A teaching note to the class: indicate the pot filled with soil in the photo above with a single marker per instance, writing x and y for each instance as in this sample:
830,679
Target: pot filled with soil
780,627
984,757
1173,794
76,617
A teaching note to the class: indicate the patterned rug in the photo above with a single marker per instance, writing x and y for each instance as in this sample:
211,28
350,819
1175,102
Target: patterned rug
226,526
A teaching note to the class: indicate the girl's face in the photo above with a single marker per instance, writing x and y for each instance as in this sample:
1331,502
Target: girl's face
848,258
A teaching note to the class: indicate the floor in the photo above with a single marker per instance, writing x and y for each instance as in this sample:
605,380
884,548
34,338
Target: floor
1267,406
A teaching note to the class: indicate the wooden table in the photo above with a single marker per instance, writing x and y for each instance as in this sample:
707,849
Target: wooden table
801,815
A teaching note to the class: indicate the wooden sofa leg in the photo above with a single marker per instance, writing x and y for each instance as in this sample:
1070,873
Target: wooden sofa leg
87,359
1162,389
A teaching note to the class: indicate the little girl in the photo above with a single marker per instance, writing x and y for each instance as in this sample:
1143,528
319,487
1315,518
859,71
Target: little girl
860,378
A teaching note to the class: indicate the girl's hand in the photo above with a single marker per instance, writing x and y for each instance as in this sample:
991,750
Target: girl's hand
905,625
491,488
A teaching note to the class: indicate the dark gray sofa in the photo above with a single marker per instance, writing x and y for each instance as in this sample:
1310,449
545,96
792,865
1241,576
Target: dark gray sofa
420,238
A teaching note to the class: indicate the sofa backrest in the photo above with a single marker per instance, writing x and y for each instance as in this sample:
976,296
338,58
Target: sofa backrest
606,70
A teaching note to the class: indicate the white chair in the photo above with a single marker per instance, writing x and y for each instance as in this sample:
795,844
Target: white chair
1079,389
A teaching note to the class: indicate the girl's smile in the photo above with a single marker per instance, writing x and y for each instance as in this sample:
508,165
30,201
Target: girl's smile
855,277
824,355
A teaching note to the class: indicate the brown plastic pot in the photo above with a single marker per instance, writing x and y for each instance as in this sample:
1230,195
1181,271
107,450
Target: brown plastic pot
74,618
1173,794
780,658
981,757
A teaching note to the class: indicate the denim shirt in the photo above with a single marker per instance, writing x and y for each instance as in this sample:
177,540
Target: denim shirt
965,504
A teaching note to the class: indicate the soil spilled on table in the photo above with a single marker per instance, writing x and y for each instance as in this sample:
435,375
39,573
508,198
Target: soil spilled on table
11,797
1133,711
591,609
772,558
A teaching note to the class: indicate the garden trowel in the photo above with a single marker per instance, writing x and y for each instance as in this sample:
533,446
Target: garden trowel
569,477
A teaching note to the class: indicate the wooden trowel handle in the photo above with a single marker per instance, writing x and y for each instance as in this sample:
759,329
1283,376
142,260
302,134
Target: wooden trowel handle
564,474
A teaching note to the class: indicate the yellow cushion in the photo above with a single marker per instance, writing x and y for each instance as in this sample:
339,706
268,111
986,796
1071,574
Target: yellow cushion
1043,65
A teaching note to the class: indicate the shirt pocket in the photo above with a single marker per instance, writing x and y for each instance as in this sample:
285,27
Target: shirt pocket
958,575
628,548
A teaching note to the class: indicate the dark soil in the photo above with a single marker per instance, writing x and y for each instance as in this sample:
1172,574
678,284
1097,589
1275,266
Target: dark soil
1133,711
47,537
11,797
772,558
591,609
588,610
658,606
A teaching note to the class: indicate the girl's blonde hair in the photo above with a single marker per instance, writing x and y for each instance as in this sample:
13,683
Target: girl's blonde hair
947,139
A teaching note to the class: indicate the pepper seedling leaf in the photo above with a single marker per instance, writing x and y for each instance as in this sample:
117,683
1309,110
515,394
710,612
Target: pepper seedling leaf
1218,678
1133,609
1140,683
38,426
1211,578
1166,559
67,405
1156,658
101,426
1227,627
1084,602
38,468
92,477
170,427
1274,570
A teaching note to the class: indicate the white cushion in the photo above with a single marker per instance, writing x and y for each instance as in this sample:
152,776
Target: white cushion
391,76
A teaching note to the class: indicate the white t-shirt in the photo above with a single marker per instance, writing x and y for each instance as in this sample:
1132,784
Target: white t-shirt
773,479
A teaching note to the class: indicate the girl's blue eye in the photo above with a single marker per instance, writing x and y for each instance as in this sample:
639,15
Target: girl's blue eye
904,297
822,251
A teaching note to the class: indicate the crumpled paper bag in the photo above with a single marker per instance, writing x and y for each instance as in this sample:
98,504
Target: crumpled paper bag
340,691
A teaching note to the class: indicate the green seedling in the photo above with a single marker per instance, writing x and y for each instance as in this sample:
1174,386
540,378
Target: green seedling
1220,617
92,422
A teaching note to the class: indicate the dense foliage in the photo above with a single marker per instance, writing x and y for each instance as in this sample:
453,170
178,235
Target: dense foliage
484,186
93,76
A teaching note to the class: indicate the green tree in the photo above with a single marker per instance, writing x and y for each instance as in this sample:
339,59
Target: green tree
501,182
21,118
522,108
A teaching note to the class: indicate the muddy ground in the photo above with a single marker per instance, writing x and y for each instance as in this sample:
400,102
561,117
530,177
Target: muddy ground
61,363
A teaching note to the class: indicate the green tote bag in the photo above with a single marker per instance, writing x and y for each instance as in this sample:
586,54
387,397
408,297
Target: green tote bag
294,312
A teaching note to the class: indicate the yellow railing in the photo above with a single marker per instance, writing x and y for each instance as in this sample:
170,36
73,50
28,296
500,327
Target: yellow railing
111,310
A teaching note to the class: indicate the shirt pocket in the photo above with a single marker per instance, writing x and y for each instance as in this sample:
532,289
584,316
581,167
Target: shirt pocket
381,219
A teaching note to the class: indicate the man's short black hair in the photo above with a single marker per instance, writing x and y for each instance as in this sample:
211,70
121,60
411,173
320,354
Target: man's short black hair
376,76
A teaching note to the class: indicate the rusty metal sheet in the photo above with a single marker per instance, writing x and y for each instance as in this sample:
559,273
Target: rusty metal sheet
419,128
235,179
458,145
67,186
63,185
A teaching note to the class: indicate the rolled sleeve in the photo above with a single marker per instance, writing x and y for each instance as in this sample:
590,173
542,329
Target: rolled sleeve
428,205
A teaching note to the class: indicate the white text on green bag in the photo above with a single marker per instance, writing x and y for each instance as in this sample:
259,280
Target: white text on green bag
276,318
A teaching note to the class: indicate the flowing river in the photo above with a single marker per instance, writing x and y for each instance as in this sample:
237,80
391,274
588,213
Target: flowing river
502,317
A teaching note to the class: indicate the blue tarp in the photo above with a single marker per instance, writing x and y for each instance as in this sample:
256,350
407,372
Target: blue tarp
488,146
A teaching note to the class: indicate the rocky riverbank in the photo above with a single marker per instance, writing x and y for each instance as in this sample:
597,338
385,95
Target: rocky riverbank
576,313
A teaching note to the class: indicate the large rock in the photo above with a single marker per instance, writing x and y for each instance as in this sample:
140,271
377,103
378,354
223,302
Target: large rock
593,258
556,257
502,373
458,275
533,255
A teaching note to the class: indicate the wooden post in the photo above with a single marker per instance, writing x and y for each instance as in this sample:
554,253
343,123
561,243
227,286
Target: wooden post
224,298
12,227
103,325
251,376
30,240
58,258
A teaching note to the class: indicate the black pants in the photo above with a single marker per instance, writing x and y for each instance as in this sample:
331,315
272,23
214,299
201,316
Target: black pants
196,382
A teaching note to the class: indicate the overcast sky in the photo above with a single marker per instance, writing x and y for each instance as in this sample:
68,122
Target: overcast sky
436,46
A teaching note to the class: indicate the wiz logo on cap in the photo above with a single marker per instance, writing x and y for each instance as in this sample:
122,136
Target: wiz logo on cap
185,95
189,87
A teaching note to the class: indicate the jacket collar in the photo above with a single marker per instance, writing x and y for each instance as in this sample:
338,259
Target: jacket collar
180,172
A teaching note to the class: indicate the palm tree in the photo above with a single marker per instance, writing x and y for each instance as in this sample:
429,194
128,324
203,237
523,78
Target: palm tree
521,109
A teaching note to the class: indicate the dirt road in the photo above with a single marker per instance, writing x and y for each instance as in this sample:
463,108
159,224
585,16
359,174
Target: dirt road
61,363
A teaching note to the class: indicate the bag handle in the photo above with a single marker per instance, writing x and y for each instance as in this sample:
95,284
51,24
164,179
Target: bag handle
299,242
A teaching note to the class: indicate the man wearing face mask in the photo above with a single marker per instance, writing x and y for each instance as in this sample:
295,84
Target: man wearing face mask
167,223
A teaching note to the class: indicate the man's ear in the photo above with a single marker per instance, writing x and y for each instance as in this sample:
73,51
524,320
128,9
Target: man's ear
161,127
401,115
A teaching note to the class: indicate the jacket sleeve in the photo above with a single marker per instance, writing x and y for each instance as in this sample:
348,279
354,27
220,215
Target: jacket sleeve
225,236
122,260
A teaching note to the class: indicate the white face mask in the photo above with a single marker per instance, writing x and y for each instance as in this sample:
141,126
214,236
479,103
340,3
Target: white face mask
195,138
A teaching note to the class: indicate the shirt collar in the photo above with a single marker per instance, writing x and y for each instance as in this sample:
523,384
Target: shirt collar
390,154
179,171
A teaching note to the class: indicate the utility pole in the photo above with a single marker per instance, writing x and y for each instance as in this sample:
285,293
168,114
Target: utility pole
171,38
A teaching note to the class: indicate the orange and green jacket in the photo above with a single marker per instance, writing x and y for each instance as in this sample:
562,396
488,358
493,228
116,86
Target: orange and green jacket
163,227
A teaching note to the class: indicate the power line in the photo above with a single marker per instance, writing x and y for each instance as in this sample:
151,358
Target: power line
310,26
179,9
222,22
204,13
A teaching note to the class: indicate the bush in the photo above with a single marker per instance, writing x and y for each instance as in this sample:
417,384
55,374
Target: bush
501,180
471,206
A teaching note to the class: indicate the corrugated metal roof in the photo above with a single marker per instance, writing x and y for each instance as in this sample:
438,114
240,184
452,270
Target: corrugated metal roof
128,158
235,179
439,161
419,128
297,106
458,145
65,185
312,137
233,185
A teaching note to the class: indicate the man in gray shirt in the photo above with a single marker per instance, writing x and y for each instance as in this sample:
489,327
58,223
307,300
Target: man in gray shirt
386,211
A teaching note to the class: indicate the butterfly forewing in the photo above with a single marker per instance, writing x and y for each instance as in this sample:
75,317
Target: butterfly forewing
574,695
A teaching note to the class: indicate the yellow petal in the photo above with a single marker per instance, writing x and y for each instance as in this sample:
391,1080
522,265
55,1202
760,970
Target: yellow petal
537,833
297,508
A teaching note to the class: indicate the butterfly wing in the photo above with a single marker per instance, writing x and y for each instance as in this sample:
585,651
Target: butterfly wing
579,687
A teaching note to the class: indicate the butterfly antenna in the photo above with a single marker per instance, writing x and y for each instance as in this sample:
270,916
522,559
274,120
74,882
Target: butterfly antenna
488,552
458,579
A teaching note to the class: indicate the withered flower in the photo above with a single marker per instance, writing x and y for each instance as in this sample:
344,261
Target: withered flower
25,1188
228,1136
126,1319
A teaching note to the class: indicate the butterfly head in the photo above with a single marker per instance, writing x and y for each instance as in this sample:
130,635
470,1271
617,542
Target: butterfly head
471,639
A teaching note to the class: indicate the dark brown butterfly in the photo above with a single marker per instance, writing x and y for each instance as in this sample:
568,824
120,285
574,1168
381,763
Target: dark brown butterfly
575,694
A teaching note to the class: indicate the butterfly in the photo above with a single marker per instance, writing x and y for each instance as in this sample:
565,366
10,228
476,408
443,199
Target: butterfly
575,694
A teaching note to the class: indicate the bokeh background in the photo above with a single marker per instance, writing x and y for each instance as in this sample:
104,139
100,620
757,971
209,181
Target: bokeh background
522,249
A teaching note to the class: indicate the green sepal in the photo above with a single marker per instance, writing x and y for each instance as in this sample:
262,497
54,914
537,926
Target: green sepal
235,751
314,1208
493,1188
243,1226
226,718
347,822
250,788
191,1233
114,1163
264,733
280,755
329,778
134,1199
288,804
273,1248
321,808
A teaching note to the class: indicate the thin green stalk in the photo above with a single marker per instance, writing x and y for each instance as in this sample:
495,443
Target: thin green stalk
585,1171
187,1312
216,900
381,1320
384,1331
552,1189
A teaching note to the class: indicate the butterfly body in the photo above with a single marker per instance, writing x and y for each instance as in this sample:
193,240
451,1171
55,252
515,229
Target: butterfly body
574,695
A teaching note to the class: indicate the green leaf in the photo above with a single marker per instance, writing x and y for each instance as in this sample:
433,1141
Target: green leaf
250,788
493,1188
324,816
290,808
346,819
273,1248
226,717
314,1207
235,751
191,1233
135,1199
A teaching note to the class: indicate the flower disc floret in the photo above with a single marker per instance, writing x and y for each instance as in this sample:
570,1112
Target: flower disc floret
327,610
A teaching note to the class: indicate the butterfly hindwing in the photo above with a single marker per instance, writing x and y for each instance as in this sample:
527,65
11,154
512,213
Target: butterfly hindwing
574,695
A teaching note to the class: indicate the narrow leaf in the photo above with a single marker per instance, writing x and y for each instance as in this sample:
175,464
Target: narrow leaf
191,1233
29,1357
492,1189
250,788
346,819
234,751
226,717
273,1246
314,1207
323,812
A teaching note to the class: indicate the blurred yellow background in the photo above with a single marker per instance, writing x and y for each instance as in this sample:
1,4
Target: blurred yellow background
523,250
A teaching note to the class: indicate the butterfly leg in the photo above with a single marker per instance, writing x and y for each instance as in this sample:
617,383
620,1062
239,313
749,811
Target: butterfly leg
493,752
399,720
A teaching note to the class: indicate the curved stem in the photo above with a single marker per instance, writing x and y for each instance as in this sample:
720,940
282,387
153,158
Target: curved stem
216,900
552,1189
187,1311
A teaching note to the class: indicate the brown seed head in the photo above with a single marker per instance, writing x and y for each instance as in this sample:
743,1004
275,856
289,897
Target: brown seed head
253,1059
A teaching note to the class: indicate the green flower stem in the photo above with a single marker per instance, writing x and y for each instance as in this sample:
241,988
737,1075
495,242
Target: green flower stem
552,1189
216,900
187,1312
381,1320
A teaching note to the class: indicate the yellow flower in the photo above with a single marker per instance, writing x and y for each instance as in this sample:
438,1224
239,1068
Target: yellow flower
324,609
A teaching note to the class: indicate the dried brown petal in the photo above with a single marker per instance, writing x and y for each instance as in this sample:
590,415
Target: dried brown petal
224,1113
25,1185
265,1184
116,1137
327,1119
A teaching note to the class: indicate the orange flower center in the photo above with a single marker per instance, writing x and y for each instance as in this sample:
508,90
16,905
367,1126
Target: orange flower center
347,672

## What is expected
Copy only the stretch running from the line containing "A teaching note to the class: indicate the yellow flower" to the final line of the entries, both ends included, exactly as it stands.

## Written response
A teaching note to the class: indicate the yellow flower in the photo above with a single marker per instance, writing x and y for each instance as in this sample:
438,1224
239,1068
Target: yellow flower
324,609
A teaching note to the class: indicate the dried brown petal in the photo above with a single marker per instance, writing x and y for each instance as in this sample:
590,415
Target: dried brown petal
224,1113
25,1185
265,1184
116,1137
327,1119
A teaching note to the class: indicate the orange flower center in the photo above with a single marker per instance, writing x and y for each instance as in this sample:
508,90
16,905
367,1126
Target: orange flower center
347,672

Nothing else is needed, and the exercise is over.